**Task directions**.
Edit the items starting at the line containing "Target: dry brown leaf" and ending at the last item. Reproduce those lines with "flower bud cluster" replaced by "cluster of flower buds" and everything else unchanged.

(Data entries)
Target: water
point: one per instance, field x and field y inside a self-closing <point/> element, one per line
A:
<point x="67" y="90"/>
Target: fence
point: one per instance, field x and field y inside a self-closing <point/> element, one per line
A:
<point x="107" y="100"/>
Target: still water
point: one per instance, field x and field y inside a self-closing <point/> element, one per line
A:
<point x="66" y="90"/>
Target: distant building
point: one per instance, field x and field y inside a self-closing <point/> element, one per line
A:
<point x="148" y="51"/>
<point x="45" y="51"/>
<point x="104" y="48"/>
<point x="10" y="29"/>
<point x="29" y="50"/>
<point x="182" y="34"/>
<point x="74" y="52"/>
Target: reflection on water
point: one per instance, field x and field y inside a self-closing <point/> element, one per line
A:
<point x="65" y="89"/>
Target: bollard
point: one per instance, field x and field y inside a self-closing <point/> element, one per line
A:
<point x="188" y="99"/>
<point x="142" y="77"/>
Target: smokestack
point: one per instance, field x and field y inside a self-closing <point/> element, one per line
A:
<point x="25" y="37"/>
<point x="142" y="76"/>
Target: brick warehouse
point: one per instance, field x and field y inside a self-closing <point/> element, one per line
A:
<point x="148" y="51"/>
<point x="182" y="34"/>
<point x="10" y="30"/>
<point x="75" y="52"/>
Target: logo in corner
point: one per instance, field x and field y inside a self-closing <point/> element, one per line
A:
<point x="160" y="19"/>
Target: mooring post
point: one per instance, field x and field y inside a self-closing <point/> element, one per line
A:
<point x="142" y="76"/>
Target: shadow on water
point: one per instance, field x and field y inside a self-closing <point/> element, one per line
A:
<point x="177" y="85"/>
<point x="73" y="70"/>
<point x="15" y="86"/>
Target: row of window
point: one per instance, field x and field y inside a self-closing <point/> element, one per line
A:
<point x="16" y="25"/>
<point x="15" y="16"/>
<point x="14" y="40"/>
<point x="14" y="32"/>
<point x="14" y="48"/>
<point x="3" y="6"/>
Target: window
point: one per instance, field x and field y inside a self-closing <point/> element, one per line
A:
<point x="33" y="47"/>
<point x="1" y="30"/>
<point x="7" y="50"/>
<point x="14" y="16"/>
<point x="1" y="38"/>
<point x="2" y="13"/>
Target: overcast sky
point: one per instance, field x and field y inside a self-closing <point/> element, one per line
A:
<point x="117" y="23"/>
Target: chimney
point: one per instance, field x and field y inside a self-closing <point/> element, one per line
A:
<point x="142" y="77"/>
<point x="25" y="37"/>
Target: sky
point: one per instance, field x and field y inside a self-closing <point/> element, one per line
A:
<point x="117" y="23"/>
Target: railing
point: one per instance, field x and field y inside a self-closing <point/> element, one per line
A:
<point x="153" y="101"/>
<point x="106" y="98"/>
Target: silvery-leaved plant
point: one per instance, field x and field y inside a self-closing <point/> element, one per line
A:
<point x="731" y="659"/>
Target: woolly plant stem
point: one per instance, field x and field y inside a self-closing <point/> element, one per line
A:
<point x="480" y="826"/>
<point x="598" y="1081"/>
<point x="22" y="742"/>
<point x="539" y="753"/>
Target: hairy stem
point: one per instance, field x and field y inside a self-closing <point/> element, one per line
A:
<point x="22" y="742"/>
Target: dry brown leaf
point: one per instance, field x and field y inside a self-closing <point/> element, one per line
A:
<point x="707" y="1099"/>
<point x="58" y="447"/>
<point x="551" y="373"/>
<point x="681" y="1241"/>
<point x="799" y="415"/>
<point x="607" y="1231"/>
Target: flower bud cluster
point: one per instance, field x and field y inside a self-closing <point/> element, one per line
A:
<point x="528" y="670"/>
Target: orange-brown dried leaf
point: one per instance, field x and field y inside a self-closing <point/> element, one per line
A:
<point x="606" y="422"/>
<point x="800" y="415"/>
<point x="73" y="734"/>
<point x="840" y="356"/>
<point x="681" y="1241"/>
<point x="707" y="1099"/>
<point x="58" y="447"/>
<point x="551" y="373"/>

**Finished answer**.
Target: dry brown leaf
point: one per instance, field x and field y inside a self-closing <point/> element, one per line
A:
<point x="707" y="1099"/>
<point x="58" y="447"/>
<point x="551" y="373"/>
<point x="681" y="1241"/>
<point x="799" y="415"/>
<point x="607" y="1231"/>
Target: cluster of flower buds
point: one per instance, field x and field y inside a self-closing <point/> element, one per line
A:
<point x="528" y="670"/>
Target: orange-brown dried leaf
point: one per instance, field x and field y inside a self-closing <point/> element, one per line
A:
<point x="606" y="422"/>
<point x="800" y="415"/>
<point x="73" y="734"/>
<point x="840" y="356"/>
<point x="681" y="1241"/>
<point x="707" y="1099"/>
<point x="58" y="447"/>
<point x="551" y="373"/>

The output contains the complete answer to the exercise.